═══ RAW RECORDS

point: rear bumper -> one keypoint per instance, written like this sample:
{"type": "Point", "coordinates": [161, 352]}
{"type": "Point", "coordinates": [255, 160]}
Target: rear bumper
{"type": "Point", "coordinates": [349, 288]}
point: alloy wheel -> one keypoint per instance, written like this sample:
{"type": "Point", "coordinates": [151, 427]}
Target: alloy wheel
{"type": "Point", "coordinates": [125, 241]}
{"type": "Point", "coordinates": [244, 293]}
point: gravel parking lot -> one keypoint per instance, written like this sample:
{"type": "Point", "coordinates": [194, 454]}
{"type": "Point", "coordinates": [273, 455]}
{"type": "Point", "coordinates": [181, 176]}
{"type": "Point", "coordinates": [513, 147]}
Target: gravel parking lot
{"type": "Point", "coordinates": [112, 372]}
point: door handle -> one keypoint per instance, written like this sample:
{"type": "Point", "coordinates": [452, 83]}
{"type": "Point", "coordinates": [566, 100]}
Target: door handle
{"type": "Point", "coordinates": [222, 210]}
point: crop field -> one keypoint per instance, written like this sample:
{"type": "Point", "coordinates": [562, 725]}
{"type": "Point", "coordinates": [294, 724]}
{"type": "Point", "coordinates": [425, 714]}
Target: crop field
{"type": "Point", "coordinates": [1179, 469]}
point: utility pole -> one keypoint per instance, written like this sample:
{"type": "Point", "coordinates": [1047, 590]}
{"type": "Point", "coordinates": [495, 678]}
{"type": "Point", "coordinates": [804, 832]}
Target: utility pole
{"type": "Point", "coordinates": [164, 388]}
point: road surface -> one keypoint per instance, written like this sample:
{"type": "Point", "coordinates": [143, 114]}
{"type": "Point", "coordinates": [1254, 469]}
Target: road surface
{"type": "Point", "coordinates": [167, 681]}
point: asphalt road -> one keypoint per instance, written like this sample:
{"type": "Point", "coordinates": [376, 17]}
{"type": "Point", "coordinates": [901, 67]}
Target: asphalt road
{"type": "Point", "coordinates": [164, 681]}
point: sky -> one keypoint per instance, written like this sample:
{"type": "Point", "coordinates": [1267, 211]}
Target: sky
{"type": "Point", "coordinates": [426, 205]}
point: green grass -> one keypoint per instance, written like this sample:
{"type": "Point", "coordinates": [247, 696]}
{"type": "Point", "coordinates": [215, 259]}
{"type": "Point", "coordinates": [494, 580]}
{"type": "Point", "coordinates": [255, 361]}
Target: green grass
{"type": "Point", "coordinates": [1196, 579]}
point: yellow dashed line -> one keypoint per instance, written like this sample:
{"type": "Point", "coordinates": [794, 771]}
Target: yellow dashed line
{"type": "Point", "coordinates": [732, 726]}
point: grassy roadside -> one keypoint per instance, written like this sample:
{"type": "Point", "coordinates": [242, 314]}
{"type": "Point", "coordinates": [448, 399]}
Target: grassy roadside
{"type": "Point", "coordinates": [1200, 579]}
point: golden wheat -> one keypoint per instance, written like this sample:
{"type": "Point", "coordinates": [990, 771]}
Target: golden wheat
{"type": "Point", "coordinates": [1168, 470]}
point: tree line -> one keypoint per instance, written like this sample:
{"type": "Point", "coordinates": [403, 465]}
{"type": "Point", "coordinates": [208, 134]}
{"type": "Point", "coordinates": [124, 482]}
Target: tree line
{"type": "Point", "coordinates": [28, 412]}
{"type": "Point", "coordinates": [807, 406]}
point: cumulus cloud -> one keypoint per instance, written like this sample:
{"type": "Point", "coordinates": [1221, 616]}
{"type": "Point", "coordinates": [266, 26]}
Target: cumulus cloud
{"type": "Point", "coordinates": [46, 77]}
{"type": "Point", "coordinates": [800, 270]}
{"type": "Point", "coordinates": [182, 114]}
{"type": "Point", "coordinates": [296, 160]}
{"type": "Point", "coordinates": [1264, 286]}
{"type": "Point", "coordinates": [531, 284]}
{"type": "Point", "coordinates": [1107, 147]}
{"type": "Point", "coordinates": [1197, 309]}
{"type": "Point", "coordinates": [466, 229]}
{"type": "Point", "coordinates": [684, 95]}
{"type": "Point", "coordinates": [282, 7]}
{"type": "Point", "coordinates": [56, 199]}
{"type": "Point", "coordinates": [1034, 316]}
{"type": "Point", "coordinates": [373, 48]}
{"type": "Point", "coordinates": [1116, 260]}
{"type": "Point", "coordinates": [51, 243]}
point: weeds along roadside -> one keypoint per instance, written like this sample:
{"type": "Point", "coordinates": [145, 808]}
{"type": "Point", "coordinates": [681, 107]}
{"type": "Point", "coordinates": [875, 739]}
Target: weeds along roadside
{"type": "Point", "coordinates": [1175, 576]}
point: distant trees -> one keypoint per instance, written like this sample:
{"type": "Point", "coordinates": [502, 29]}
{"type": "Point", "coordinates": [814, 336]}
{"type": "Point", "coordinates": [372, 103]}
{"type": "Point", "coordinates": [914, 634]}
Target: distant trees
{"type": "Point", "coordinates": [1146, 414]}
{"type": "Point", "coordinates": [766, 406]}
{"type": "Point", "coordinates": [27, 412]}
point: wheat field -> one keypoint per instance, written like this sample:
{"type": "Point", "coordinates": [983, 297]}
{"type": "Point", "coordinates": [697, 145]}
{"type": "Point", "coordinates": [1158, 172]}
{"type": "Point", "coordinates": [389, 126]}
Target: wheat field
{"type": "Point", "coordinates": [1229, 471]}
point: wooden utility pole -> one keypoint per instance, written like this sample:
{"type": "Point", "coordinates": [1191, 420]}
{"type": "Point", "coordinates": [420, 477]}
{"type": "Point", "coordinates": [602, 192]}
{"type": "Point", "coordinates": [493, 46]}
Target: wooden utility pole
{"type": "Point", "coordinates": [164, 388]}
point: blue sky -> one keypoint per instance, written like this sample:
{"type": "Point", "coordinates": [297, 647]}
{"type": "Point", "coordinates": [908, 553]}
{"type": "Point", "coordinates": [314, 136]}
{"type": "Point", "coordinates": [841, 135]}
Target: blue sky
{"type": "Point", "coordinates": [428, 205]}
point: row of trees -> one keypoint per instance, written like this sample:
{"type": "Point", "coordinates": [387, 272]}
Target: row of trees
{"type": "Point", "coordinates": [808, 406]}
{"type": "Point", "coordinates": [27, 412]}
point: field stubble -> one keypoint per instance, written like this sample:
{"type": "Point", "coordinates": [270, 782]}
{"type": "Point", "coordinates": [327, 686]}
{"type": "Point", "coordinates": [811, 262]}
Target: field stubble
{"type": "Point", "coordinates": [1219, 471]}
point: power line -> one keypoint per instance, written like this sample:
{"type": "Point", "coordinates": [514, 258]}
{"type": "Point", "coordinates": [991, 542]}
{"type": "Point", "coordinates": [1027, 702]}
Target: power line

══════

◆ **SET PROBLEM**: Recast the stretch of the listing from the line containing "point: green grass" through the line containing "Target: green grass" as a JSON list of strings, one string per line, with any blank lines omitted.

◆ **ANSWER IN FULL**:
[
  "point: green grass -> one keypoint per instance, written like this sample:",
  "{\"type\": \"Point\", \"coordinates\": [247, 696]}",
  "{\"type\": \"Point\", \"coordinates\": [215, 259]}",
  "{\"type\": \"Point\", \"coordinates\": [494, 580]}",
  "{\"type\": \"Point\", \"coordinates\": [255, 361]}",
  "Target: green grass"
]